[Entries from a dataset]

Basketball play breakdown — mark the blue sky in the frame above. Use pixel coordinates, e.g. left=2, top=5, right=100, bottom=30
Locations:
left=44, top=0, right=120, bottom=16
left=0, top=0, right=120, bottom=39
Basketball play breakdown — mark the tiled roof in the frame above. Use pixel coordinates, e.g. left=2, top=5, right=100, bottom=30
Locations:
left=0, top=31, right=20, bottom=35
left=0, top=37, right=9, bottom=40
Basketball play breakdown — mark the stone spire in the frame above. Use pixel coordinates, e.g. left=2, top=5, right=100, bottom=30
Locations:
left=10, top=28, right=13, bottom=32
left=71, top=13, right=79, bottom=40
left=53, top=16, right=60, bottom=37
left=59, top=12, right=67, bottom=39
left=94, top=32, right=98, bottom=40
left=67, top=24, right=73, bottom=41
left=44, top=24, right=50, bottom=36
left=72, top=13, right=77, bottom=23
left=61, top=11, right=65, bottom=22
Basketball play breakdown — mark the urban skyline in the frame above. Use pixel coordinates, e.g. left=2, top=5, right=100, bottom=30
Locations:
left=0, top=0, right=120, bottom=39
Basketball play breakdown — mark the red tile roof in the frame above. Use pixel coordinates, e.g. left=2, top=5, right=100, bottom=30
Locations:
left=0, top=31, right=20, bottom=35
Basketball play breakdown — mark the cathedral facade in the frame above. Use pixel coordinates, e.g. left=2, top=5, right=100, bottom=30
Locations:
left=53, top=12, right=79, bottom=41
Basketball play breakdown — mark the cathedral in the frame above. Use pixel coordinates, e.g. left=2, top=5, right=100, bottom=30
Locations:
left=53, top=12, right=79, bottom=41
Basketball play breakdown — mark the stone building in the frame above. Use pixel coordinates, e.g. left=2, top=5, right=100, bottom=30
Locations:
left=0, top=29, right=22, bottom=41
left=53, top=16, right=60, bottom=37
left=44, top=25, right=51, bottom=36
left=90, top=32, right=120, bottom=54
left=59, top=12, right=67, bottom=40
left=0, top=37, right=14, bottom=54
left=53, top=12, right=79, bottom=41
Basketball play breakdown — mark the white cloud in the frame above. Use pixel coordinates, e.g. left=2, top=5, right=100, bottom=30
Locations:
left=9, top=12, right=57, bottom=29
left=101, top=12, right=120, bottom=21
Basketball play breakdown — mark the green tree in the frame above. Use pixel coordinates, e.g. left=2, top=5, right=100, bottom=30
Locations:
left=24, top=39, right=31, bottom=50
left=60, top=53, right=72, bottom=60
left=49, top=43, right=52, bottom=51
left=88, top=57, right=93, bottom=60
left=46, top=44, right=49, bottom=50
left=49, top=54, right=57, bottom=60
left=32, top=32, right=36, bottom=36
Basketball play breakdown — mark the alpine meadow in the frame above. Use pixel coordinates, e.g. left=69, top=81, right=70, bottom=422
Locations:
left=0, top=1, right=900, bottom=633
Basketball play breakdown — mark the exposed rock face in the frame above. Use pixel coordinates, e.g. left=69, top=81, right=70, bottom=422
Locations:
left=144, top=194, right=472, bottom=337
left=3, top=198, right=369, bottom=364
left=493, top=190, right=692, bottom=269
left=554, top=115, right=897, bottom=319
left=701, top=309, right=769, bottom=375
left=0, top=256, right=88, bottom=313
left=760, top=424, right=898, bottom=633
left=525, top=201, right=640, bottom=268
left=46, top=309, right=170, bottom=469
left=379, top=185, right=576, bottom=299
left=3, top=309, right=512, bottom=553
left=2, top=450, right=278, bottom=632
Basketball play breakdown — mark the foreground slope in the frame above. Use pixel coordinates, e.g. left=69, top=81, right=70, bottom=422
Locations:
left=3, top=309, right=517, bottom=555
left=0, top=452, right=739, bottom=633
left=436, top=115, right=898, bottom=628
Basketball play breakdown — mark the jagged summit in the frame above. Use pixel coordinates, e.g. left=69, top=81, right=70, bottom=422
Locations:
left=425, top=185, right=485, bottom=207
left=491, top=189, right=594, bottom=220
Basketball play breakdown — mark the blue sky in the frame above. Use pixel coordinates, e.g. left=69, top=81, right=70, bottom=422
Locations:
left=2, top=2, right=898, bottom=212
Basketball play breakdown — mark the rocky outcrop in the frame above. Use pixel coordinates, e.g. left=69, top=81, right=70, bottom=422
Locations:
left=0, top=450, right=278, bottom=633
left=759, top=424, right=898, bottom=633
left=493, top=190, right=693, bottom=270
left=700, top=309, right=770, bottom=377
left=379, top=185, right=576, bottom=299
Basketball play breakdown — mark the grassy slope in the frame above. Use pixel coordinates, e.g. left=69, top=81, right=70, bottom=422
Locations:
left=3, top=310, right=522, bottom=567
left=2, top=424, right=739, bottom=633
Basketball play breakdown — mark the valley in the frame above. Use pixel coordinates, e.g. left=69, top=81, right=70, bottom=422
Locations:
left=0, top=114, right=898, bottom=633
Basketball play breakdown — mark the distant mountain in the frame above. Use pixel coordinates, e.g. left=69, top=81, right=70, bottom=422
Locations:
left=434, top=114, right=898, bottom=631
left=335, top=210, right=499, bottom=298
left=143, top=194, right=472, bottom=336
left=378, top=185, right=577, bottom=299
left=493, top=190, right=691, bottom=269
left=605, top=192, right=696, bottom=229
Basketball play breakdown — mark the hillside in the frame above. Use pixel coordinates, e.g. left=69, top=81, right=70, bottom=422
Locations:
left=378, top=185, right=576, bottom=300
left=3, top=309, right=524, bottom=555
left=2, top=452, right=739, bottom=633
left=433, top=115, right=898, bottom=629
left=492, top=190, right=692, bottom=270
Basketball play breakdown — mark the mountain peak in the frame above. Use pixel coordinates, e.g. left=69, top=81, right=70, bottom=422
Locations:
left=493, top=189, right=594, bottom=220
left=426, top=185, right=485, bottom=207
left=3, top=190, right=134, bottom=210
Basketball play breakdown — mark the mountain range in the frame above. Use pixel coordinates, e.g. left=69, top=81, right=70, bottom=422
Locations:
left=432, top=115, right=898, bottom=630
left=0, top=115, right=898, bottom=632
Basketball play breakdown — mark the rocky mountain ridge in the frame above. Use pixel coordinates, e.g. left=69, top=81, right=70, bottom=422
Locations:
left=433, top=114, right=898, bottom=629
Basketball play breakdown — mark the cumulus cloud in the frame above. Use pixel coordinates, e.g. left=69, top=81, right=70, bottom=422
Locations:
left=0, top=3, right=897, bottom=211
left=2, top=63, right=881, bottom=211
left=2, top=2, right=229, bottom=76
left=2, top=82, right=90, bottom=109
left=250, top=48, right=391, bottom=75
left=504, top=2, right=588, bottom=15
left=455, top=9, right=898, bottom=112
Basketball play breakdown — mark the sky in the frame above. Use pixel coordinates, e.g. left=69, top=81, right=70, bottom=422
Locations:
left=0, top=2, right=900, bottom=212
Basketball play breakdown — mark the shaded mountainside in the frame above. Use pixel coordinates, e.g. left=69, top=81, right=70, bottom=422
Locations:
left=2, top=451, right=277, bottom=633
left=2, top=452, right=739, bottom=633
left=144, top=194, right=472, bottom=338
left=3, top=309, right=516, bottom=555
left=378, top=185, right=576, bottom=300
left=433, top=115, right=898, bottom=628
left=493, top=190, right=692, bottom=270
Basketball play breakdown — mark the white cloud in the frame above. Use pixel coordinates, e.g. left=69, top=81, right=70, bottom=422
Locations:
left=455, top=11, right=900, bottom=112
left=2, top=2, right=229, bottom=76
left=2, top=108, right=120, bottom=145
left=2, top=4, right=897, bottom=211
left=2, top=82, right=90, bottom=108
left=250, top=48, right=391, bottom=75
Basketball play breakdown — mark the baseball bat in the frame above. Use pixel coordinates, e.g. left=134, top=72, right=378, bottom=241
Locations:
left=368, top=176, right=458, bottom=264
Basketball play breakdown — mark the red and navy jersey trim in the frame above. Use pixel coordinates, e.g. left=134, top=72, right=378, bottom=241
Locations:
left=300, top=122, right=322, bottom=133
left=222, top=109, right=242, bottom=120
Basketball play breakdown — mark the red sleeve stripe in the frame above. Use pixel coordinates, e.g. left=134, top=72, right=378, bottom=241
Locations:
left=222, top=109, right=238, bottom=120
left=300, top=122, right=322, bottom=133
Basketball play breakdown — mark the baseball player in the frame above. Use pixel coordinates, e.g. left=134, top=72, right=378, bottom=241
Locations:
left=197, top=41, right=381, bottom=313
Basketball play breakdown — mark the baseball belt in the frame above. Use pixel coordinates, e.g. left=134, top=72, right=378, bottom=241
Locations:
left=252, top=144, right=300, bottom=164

◆ Objective ◆
Reproduce the rows verbatim, starting at the line with "Basketball play breakdown — mark the mountain peak" and continuing up to and including the line with "left=3, top=190, right=134, bottom=210".

◆ Problem solution ◆
Basketball play breakdown — mark the mountain peak in the frame above. Use pixel coordinates, e.g. left=69, top=81, right=70, bottom=422
Locations:
left=493, top=189, right=594, bottom=220
left=426, top=185, right=485, bottom=207
left=3, top=190, right=134, bottom=210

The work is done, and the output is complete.